# What lb. Braid?



## tbone2374

Do y'all toss in heavy cover...lilly pads, heavy lettuce, and grass?


----------



## Sgrem

Thirty

If deep , stumps, pitching jigs under docks go fifty.


----------



## karstopo

Braid is so small in diameter relative to mono why not use 30-50#? You still can get a ton of it on the reel. Even 50# braid casts great. Braid is easier to deal with tying knots and working out the occasional backlash when it's a little coarser. 

I don't even like 20# for anything because it's so fine. I'm not clear why anything below 20# is even made. Ultralight spinning? I put 20# on a baitcaster once and the drawbacks outweighed whatever casting distance I gained over 30#. Just one man's perspective.


----------



## CopanoRN

Strait up regular PowerPro 30lb. You can choose to mono back feed but I don't. Cast a country mile on either bait cast or spinning. I use same on both and never had any problems. 


Sent from my iPhone using Tapatalk


----------



## Solodaddio

For a high structure environment 30 or even 50.


----------



## rvrrat14

PowerPro 20 lb.

Just got back from POC and had to thro arties up in the grass for reds. Winched 4 or 5 out with no problem.


----------



## Bearwolf34

Currently Power Pro 30lb onto a 20lb fluorcarbon leader. Much easier to get backlashes undone than the PP 20lb line was.

After yrs and yrs of using Power Pro am thinking to spool up my abu revo inshore with Suffix 832. Something new in the stable.


----------



## just plain bill

i have 832 30lb on all my reels...just seems to be the best overall...may not cast quite as far as nanofil, but way fewer issues with knots, etc... good stuff!


----------



## SKRT SKRT

3 and 4 lb braid has around a 6lb breaking strength. if you are on the flats and do not have to worry about putting heat on a fish to keep it away from structure then I have a couple setups spooled with 4lb braid. casts super far and is fun. If not then 8lb braid all day. has like a 19lb break strength


----------

__THE TASK__.
From the thread on braid weight, return the passage from "## Bearwolf34" up to and including "etc... good stuff!", copied word for word.

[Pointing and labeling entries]
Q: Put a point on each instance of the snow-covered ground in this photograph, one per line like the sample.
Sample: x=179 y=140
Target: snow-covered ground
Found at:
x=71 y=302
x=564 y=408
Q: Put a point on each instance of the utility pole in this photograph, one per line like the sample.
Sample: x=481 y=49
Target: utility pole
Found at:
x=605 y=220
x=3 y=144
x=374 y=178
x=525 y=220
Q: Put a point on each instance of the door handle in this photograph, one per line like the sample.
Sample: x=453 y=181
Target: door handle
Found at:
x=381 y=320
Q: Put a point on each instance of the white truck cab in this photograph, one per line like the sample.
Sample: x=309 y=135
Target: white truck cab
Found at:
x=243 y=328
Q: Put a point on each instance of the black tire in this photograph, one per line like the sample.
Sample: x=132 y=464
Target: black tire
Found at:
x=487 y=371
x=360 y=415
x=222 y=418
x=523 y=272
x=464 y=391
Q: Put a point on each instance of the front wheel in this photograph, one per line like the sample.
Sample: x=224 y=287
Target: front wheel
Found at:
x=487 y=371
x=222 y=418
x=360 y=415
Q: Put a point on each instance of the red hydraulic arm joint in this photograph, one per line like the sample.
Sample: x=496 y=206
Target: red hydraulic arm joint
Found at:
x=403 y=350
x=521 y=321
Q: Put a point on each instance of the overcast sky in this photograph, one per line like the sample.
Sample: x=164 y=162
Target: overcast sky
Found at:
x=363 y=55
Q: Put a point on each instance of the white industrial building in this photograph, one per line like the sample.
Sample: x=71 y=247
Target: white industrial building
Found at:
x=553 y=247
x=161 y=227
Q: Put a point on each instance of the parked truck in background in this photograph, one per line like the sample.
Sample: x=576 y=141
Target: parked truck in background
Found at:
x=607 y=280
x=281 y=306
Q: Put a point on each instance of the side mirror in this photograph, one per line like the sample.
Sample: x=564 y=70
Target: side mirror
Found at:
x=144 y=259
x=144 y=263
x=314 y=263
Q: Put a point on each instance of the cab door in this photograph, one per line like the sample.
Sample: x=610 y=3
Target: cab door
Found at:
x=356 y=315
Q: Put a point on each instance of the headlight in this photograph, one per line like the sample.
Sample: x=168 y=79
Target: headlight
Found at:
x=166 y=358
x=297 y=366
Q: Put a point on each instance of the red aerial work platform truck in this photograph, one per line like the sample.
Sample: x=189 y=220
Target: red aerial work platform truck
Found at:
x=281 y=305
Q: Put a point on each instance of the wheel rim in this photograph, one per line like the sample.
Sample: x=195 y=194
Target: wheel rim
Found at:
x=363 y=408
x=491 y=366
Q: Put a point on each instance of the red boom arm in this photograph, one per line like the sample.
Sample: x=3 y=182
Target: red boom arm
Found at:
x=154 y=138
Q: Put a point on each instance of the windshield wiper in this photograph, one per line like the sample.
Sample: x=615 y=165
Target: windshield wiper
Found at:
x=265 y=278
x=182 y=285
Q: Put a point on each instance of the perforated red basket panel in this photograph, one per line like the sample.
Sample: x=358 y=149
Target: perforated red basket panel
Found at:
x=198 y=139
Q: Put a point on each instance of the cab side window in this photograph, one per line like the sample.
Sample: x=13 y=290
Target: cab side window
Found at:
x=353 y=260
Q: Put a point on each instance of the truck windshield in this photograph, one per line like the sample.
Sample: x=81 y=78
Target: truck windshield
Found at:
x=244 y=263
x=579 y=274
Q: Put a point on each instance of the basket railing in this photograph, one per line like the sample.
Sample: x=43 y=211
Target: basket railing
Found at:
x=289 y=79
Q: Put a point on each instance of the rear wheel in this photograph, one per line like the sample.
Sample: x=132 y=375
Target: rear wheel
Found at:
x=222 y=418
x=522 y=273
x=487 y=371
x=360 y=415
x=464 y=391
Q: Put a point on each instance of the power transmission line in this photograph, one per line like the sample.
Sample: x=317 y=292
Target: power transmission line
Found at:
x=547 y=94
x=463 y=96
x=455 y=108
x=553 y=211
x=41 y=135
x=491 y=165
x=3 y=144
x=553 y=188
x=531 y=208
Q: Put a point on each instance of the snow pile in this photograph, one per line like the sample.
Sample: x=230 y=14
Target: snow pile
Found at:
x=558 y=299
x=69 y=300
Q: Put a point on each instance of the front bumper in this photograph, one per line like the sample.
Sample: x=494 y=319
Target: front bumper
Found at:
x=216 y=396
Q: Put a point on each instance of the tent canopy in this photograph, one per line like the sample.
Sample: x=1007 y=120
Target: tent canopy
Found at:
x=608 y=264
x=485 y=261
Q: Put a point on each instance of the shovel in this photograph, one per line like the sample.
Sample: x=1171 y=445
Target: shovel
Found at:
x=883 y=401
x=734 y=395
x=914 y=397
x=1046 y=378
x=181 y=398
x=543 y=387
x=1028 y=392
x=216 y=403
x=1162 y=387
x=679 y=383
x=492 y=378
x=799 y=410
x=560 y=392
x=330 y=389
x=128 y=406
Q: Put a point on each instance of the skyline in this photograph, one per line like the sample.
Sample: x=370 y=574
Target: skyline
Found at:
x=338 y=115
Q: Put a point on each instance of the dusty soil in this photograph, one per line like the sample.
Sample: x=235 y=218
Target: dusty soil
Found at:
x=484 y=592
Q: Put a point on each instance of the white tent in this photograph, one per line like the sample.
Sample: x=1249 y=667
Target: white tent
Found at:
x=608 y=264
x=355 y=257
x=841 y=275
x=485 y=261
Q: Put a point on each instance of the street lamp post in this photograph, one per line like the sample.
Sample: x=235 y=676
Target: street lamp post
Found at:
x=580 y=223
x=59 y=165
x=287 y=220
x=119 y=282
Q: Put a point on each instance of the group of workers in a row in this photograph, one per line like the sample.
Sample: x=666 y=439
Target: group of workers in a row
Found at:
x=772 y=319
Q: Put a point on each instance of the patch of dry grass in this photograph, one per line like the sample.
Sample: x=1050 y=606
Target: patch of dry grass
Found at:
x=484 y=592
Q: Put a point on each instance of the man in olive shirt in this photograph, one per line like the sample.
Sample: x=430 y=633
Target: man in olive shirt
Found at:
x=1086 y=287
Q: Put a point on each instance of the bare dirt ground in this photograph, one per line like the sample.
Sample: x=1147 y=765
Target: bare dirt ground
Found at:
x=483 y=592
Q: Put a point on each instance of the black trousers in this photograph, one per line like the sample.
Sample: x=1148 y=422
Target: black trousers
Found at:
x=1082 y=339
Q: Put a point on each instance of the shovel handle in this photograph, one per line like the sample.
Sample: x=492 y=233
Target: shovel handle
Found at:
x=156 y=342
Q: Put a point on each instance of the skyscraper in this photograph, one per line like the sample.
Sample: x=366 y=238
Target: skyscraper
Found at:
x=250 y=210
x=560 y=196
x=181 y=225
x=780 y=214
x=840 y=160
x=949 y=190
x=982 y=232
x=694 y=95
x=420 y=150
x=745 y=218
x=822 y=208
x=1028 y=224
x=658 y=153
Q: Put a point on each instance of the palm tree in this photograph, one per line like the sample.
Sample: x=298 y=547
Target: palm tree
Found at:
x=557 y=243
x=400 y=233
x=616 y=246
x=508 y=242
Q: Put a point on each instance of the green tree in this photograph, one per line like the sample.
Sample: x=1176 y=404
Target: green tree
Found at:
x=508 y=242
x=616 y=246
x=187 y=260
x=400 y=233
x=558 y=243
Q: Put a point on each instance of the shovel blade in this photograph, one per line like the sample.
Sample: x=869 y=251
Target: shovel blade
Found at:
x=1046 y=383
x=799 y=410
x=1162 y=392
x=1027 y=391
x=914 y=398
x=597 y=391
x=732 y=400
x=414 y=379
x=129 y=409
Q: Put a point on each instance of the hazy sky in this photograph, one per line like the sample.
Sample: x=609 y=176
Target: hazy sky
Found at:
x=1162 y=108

__THE COMPLETED TASK__.
## Bearwolf34

Currently Power Pro 30lb onto a 20lb fluorcarbon leader. Much easier to get backlashes undone than the PP 20lb line was.

After yrs and yrs of using Power Pro am thinking to spool up my abu revo inshore with Suffix 832. Something new in the stable.


----------



## just plain bill

i have 832 30lb on all my reels...just seems to be the best overall...may not cast quite as far as nanofil, but way fewer issues with knots, etc... good stuff!